* Extract provided:
- - -

DEAN BECKER: All right, friends, there you have it. Our good friend, Mister Tony Newman. And you can learn more by visiting DrugPolicy.org.

Sadly, the last few weeks I've had to report the deaths of some great reformers, and medical marijuana users, but this week, we have one that touches me even more deeply. My friend, Kay Lee, has passed on, and here to talk about her mother and her passing is Chaska Daye. Hello, Chaska.

CHASKA DAYE: Hello.

DEAN BECKER: Chaska, you know, Kay Lee was brave. She was someone many people have emulated over the years. Tell us about the work your mother did in drug reform, please.

CHASKA DAYE: Well, she's done quite a bit. She started the Journey For Justice movement. She created, I think she went for the first nine before she handed it over. She did a lot of caregiving for several patients. She fought Florida DOC, and several other side projects that I wasn't even aware of until recently, from other people. Working since, on this movement, since the 90s.

DEAN BECKER: My first time to meet your mother was in Houston. She was here for the Texas Journey For Justice. It was to awaken the Texas politicians to the need to change our drug laws, and I was amazed. She was wearing this striped prison uniform, she was riding in a jail cell, being towed behind a truck up and down the streets of Houston, in front of the courthouse, the federal detention center. It woke me to the need to get involved myself, and I think she did that to many others over the years.

- - -

* What this exercise asks:
• 1. Answer these questions using the transcript.
(a) What website does Dean Becker give for learning more about Tony Newman?
(b) Which movement did Kay Lee start?
(c) In what city did Dean Becker first meet Kay Lee?
• 2. List every person named in the transcript, including the speakers.
• 3. Write out the transcript from "CHASKA DAYE: Well, she's" up to and including "since the 90s.".

* Raw data:
- - -

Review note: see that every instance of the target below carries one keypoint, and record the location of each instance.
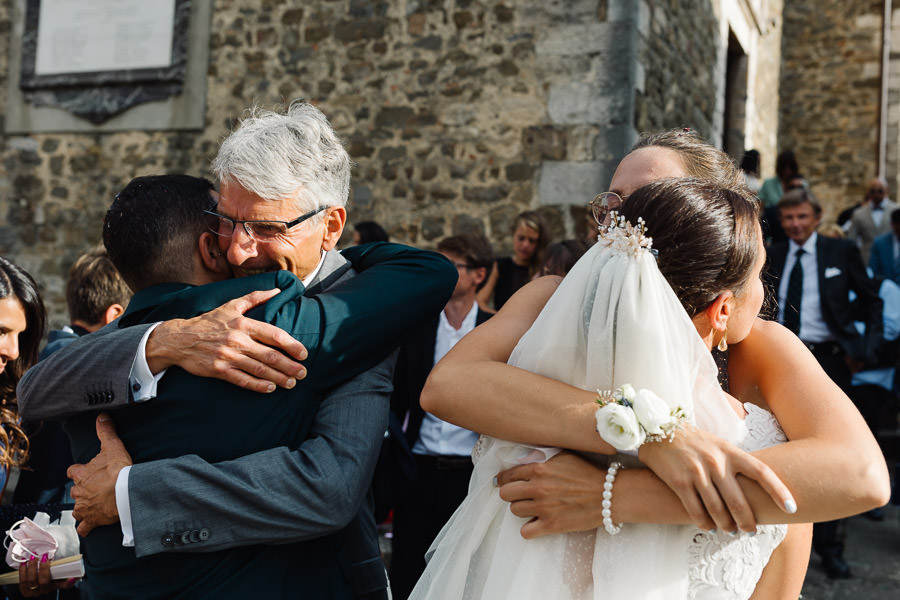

- - -

* Responses by item number:
• 1.
(a) DrugPolicy.org
(b) The Journey For Justice movement
(c) Houston

• 2. Dean Becker, Tony Newman, Kay Lee, Chaska Daye

• 3.
CHASKA DAYE: Well, she's done quite a bit. She started the Journey For Justice movement. She created, I think she went for the first nine before she handed it over. She did a lot of caregiving for several patients. She fought Florida DOC, and several other side projects that I wasn't even aware of until recently, from other people. Working since, on this movement, since the 90s.